[START RECORDS FOR THIS TASK]
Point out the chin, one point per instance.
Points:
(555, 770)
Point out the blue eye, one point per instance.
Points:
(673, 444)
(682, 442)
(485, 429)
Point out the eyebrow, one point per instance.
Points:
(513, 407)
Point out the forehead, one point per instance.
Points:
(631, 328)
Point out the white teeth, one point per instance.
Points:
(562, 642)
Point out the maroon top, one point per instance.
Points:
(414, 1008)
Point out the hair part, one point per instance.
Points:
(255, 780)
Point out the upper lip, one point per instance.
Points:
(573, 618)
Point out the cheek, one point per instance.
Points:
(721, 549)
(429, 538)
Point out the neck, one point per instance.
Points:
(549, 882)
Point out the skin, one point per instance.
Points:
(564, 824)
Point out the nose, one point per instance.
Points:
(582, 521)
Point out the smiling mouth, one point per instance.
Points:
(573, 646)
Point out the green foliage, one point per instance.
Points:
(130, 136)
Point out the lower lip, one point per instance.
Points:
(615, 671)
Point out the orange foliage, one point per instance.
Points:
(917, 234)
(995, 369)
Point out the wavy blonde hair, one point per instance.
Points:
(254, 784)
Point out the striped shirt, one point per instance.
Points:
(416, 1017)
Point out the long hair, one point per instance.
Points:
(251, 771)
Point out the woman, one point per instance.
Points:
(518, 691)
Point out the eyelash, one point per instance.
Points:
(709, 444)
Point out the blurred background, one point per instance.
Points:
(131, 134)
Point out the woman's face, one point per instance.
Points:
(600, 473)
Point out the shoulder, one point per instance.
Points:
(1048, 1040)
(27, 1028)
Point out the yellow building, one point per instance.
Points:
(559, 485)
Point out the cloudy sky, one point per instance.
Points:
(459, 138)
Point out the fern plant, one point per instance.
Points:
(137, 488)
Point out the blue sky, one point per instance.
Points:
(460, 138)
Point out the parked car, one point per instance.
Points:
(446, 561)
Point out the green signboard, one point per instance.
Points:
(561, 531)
[END RECORDS FOR THIS TASK]
TASK TO COMPLETE:
Copy everything from the line containing "Point out the yellow" down to the last line of the rows, keeping the requests and scaling each point coordinate by 1.45, rounded to a whole number with halves going up. Give only those lines.

WRITTEN SOLUTION:
Point out the yellow building, one point per instance.
Points:
(811, 703)
Point out the cloudy sky, one point per instance.
Points:
(666, 200)
Point out the fern plant, one point per instance.
Points:
(199, 708)
Point out the blue sky, one point per instance.
Points:
(667, 200)
Point out the parked car, one point per instance.
Points:
(647, 813)
Point out the green signboard, one point per instance.
Points:
(813, 770)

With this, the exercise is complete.